[Rows taken from a pointing dataset]
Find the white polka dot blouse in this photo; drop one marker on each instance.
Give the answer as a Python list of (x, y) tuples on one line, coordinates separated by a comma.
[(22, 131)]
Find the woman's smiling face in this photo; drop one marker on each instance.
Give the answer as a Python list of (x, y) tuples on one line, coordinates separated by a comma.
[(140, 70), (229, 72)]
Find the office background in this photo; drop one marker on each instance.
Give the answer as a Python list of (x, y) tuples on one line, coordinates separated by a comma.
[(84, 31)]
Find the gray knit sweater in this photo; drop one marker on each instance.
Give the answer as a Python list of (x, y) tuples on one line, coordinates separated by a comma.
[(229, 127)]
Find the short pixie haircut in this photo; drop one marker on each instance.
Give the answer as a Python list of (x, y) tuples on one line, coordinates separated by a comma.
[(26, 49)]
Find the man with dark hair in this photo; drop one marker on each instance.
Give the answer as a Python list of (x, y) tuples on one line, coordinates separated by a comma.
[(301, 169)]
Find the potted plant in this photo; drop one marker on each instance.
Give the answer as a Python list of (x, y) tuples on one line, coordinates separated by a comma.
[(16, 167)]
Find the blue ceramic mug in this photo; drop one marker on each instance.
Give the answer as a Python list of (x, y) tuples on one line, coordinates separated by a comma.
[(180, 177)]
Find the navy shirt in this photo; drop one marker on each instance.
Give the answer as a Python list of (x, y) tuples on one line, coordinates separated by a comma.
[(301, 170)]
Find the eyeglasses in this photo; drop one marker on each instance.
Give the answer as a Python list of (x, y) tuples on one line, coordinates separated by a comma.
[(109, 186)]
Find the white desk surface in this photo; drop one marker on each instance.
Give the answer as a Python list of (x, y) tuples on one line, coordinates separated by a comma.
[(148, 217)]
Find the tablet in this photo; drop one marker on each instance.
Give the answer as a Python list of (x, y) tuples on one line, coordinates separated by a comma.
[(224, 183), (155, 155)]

Written request: Format every line of the entries above as a numbered list, skipping any blank lines.

Response for this exercise:
1. Find the white polka dot blouse in this photo; drop one marker on each instance.
2. Give the answer as a Python list of (x, y) tuples on one line, coordinates separated by a comma.
3. [(22, 131)]
4. Find the woman's smiling face in this photo; drop one marker on each instance.
5. Give the answer as a Python list of (x, y) tuples on one line, coordinates separated by a comma.
6. [(140, 70), (229, 72)]
7. Find the office background in this photo; drop one marker on each instance.
8. Give the answer as a Python list of (x, y) tuples on one line, coordinates separated by a comma.
9. [(84, 31)]
10. Find the gray knit sweater in this photo; drop one marker on each instance.
11. Give the answer as a Python list of (x, y) tuples on one line, coordinates separated by a comma.
12. [(229, 127)]
13. Find the short pixie haircut in this photo; drop one marker on each instance.
14. Give the answer as a Python list of (x, y) tuples on one line, coordinates separated by a comma.
15. [(26, 49)]
16. Find the man with dark hair in this photo; drop one marker on each instance.
17. Give the answer as a Python list of (x, y) tuples on one line, coordinates separated by a comma.
18. [(301, 169)]
19. Find the potted plant in this photo; drop one marker on each instance.
20. Give the answer as a Python list of (x, y) tuples on one line, coordinates separated by a comma.
21. [(16, 167)]
22. Find the blue ceramic mug in this photo; drop one marker on each instance.
23. Give the answer as a Python list of (x, y) tuples on one line, coordinates separated by a comma.
24. [(180, 177)]
25. Find the navy shirt in this photo; drop one marker on each instance.
26. Give the answer as a Python list of (x, y) tuples on one line, coordinates separated by a comma.
27. [(301, 170)]
28. Find the eyeglasses in this photo; drop one marker on each instance.
29. Give the answer as a Python list of (x, y) tuples on one line, coordinates separated by a comma.
30. [(109, 186)]
31. Find the white desk surface in this photo; drop one marker on each instance.
32. Give the answer as a Python list of (x, y) tuples on one line, coordinates separated by a comma.
33. [(148, 217)]
34. Find the tablet in this photo; drop one marker on each instance.
35. Give the answer as a Python list of (x, y) tuples on one line, coordinates separated by a comma.
36. [(224, 183), (155, 155)]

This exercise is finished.